Stored data entries:
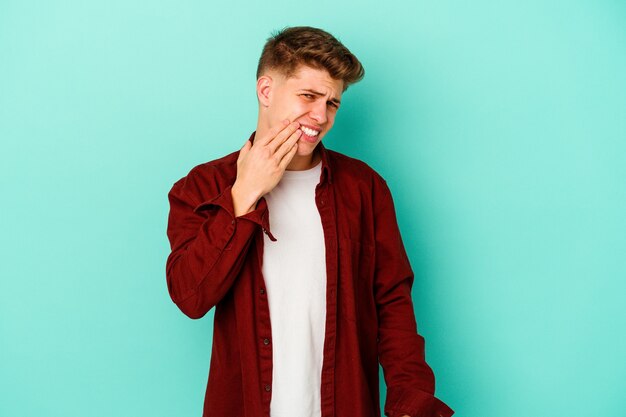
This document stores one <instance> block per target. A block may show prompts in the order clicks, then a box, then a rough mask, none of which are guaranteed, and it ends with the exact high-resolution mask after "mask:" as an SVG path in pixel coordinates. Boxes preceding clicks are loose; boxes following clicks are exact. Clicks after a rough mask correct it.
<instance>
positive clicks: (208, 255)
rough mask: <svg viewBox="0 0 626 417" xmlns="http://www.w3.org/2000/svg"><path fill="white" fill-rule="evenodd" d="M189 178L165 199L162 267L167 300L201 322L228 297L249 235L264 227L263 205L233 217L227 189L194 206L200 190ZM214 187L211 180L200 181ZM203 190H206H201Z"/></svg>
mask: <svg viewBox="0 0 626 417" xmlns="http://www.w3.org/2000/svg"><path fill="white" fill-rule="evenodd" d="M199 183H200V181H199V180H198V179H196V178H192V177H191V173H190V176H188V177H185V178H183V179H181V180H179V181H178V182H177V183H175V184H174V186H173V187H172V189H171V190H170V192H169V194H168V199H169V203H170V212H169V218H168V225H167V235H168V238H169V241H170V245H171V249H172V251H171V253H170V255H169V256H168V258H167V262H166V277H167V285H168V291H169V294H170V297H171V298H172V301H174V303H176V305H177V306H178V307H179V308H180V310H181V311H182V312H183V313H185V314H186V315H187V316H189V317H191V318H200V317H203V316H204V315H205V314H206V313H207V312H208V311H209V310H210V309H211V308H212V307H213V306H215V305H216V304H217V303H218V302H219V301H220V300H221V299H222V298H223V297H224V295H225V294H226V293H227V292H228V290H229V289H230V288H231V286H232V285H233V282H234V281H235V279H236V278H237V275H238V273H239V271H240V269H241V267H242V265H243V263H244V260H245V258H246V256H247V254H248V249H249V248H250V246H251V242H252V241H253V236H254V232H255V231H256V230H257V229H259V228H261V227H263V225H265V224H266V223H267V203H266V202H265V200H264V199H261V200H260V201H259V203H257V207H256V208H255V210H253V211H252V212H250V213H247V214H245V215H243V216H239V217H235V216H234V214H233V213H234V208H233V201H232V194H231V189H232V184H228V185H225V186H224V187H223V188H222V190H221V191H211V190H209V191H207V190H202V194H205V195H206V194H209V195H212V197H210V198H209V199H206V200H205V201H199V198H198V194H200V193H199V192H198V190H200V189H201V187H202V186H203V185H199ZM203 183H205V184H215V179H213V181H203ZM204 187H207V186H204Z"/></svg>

Task goal:
Copy the entries above word for word, starting at their beginning and ending with the line that contains "rough mask: <svg", including that line. Leave the pictures out of your answer.

Solution to this exercise:
This document stores one <instance> block per target. A block may show prompts in the order clicks, then a box, then a rough mask, none of which are guaranteed, and it ends with the exact high-resolution mask after "mask:" as an SVG path in pixel coordinates. Boxes preceding clicks are loose; boxes following clicks are exact. Clicks after a rough mask correct it.
<instance>
positive clicks: (208, 255)
rough mask: <svg viewBox="0 0 626 417" xmlns="http://www.w3.org/2000/svg"><path fill="white" fill-rule="evenodd" d="M189 178L165 199L162 267L167 300L201 322L228 297L249 235L264 227L263 205L233 217L227 189L194 206L200 190ZM214 187L211 180L200 181ZM203 190H206H201Z"/></svg>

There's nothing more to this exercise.